===== Extracted text

I'm running a single (not scaled) solr instance on a Azure App Service. The App Service runs Java 8 and a Jetty 9.3 container.
Everything works really well, but when Azure decides to swap to another VM sometimes the JVM doesn't seem to shutdown gracefully and we encounter issues.
One of the reasons for Azure to decide to swap to another VM is infrastructure maintenance. For example Windows Updates are installed and your app is moved to another machine.
To prevent downtime Azure spins up the new app and when it's ready it will swap over to the new app. Seems fine, but this does not seem to work well with solr's locking mechanism.
We are using the default native lockType
, which should be fine since we're only running a single instance. Solr should remove the write.lock
file during shutdown, but this does not seem to happen all of the time.
The Azure Diagnostics tools clearly show this event happening:
And the memory usage shows both apps:
During the start of the second instance solr tries to lock the index, but this is not possible because the first one is still using it (it also has the write.lock
file). Sometimes the first one doesn't remove the write.lock
file and this is were the problems start.

==========

* Tasks to perform:
• a. Rewrite the paragraph of the Solr post that begins "To prevent downtime Azure spins up" more briefly, keeping its main facts.
• b. For each statement, answer yes or no according to the Solr post, and quote the words that decide it.
(i) The App Service runs Java 8.
(ii) Several scaled Solr instances are running on the App Service.
(iii) Solr always removes the write.lock file during shutdown.
• c. Write the next part of the Solr post, starting after its final sentence.

===== Data excerpts

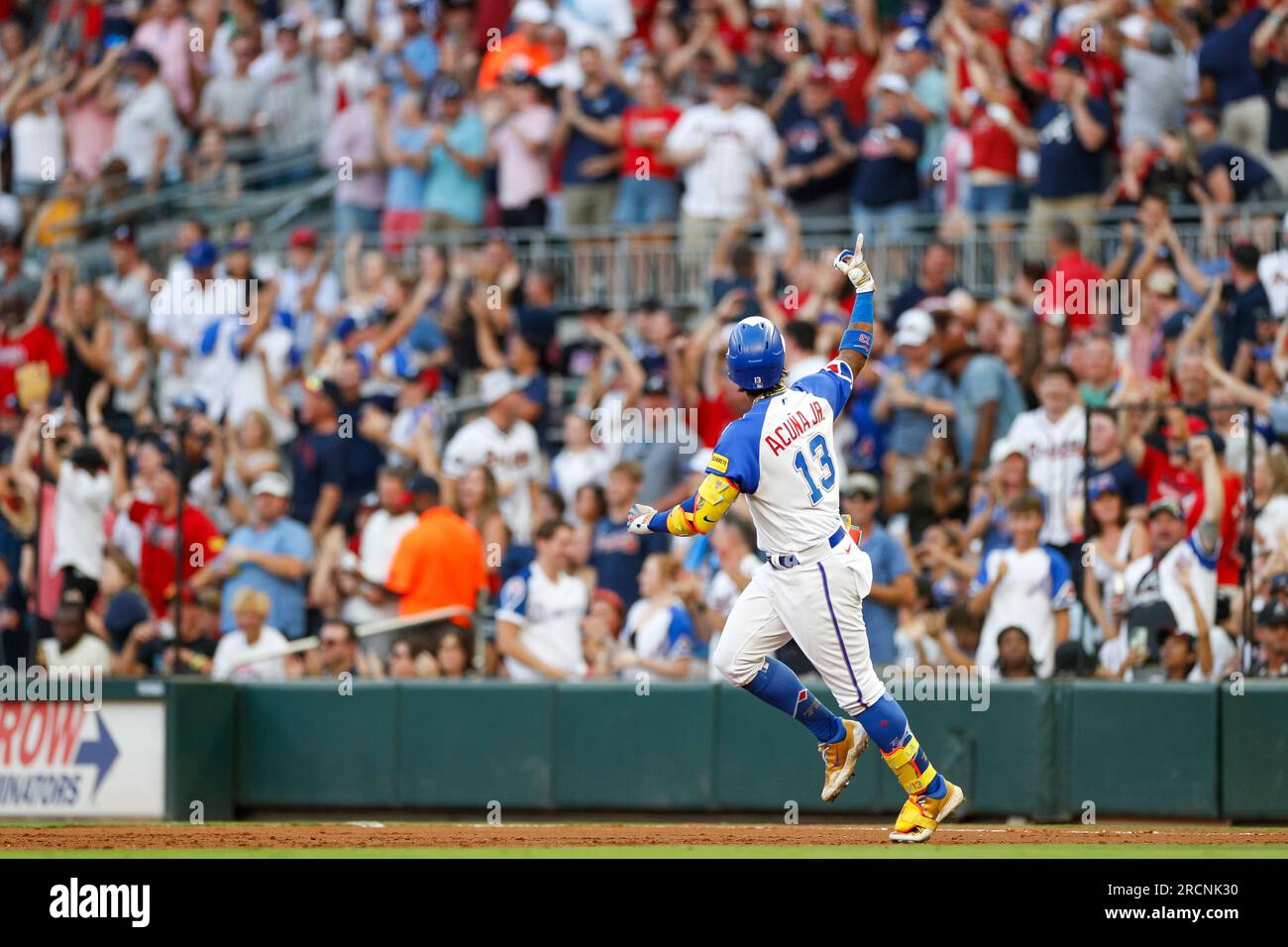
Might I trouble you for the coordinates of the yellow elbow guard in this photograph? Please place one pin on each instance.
(712, 500)
(715, 496)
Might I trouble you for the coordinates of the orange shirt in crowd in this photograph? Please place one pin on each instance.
(438, 564)
(513, 50)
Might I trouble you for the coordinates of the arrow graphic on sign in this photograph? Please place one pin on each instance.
(102, 753)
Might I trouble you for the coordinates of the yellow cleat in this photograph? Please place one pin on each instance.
(919, 815)
(840, 759)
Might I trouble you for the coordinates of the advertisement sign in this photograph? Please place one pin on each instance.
(62, 758)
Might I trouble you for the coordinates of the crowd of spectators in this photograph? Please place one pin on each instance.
(228, 446)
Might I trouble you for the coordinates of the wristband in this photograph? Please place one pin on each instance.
(858, 341)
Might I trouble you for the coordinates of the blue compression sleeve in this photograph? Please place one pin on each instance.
(778, 685)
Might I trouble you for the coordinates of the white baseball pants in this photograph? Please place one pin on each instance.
(818, 604)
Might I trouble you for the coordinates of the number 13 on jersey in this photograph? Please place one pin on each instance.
(823, 464)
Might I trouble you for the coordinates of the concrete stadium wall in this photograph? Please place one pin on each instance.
(1041, 750)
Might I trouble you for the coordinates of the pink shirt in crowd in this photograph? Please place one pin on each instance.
(520, 175)
(351, 142)
(168, 44)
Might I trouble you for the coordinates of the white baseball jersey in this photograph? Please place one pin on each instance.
(781, 455)
(1035, 586)
(782, 458)
(549, 613)
(1054, 450)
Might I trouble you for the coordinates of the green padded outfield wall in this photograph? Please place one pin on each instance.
(1039, 750)
(1254, 751)
(608, 746)
(1140, 749)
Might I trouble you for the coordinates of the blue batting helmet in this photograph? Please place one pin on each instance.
(756, 355)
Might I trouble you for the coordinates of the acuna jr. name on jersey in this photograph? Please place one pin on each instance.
(794, 427)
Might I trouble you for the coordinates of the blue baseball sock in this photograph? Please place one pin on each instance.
(888, 727)
(778, 686)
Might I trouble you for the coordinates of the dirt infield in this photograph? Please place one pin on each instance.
(252, 835)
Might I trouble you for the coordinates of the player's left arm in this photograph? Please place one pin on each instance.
(857, 341)
(695, 515)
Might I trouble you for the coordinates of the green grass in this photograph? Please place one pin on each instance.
(930, 851)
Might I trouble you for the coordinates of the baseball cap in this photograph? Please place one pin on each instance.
(1176, 324)
(304, 236)
(330, 29)
(609, 598)
(913, 328)
(910, 39)
(1274, 613)
(861, 482)
(656, 384)
(188, 401)
(497, 384)
(838, 16)
(1068, 60)
(201, 256)
(1201, 114)
(141, 56)
(531, 12)
(818, 76)
(1194, 425)
(1162, 281)
(421, 483)
(894, 82)
(325, 386)
(1106, 483)
(1004, 449)
(271, 483)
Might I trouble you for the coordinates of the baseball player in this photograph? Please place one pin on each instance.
(781, 455)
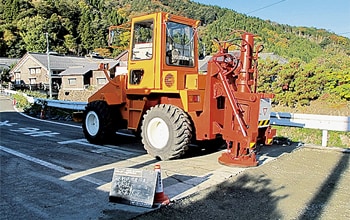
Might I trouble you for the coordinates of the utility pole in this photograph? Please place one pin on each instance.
(48, 64)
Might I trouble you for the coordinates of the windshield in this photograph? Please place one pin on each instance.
(179, 44)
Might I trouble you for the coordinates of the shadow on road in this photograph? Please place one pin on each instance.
(229, 200)
(316, 206)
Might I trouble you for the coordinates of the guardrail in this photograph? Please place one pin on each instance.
(322, 122)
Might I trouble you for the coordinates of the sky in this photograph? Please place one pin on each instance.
(331, 15)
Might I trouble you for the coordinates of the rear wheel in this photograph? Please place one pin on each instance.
(166, 132)
(99, 122)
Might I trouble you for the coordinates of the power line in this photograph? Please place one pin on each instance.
(267, 6)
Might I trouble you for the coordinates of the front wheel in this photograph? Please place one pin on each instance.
(166, 132)
(98, 124)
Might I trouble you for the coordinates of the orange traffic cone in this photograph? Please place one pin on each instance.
(160, 198)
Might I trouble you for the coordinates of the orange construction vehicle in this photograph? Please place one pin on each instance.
(165, 99)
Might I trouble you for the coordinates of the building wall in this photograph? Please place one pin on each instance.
(72, 82)
(98, 79)
(31, 72)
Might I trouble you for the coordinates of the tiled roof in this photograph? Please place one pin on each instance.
(60, 62)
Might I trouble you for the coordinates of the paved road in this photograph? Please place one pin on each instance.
(48, 170)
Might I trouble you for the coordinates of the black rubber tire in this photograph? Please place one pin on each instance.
(99, 124)
(177, 131)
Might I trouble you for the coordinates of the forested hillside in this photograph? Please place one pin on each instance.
(319, 62)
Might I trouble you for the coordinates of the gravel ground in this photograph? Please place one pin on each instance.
(309, 183)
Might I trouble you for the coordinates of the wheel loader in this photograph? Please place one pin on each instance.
(165, 99)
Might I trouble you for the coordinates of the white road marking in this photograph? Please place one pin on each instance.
(35, 132)
(101, 149)
(52, 122)
(6, 123)
(51, 165)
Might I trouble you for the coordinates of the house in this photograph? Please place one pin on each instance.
(67, 72)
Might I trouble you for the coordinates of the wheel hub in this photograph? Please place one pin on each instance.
(158, 133)
(92, 123)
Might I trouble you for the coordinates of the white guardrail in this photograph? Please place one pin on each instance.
(322, 122)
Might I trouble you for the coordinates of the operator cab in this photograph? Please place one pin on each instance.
(161, 42)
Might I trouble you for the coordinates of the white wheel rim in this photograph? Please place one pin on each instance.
(92, 123)
(158, 133)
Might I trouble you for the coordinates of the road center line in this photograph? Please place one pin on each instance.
(52, 122)
(50, 165)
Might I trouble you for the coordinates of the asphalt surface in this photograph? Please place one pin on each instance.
(49, 171)
(309, 183)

==========

* Answers below:
• a. Azure avoids downtime by starting the new app and switching to it once it is ready, but this appears to clash with Solr's locking mechanism.

• b.
(i) Yes: "The App Service runs Java 8 and a Jetty 9.3 container."
(ii) No: "I'm running a single (not scaled) solr instance"
(iii) No: "this does not seem to happen all of the time."

• c.
The second solr instance will never work correctly without manual intervention (manually deleting the write.lock
file).
The solr logs:
Caused by: org.apache.solr.common.SolrException: Index dir 'D:\home\site\wwwroot\server\solr\****\data\index/' of core '*****' is already locked. The most likely cause is another Solr server (or another solr core in this server) also configured to use this directory; other possible causes may be specific to lockType: native
and
org.apache.lucene.store.LockObtainFailedException
What can be done about this?
I was thinking of changing the lockType
to a memory-based lock, but I'm not sure if that would work because both instances are alive at the same time during a short period of time.